グロテスクな教養

晴れ。
電車のなかで、高橋里惠子『グロテスクな教養』(ちくま新書)読了。話題になった『文学部をめぐる病い』は読んだことがないけれど、これはわりと面白く読みました。
この本が異色なのは、(とくに冒頭部が概説的に)「教養」そのものについて書かれているわけではなくて*1、いろいろな切り口でもって「教養論」「教養観」の受容史をかんがえてみようという「教養論」のカタログ、すなわち「『教養論』論」になっているから、です。
だから著者は、「教養とは何ぞや?」ということから話を始めようとはしない。「教養の定義の曖昧さ」について言及するところからはじめます*2。「教養論」を期待していると、肩すかしを食わされることになります。著者はむしろ、日本には「教養主義」が馴染まなかったことをこそ強調したいのだから。
============
課題:
上の『グロテスクな教養』を読んだ感想の本文を、最後の文のあとから書き継ぐこと。
============
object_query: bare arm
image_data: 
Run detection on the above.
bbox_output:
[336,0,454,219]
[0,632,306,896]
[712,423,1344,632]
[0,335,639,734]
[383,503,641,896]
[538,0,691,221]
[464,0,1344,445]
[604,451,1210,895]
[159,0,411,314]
============
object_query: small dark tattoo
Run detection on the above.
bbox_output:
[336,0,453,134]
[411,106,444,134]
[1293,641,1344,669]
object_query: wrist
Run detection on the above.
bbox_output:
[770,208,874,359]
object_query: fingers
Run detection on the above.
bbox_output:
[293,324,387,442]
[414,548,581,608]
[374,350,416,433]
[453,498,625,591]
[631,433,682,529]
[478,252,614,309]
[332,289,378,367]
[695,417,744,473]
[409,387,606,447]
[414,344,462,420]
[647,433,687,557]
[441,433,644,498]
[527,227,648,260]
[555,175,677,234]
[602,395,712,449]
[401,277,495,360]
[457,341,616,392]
============
この課題の結果:
まず第一章では、題名にも「グロテスクな」とあるように、日本型「教養主義*3がその成立段階からグロテスクな形式を伴っていた、ということを明らかにしてゆきます。すなわち、国内においては当初から「教養主義」と、たとえばマルクス主義に代表されるような「教養主義批判」とが複雑に入り組んでいたというわけです。
第二章では世代論にまで踏込み、教養言説の変遷をたどっていきます。そもそも、日本は近代化の過程において、大学教育の「理念」は輸入せずに「システム」のみを導入したのだそうです。それがために、大学ははじめから「実学」を中心にしたエリート教育を行わざるを得ず、「教養を学校カリキュラムの外に出してしまった」(p.104)のだと。しかも当時の教養言説は、反エゴイズム・反功利主義を中心としていた。だから、「読書」という行為は、「僕は優等生(=受験秀才)なんかじゃない」ということを証明し、それを周囲と確認しあうための手段ともなり得たわけです。ともかくも著者は、戦後の混乱のなかで教養が「自分自身を反省し批判する、マゾヒスティックだが生産的な能力を突如発揮しはじめたことを評価すべきだろう」(p.120)と書いてます。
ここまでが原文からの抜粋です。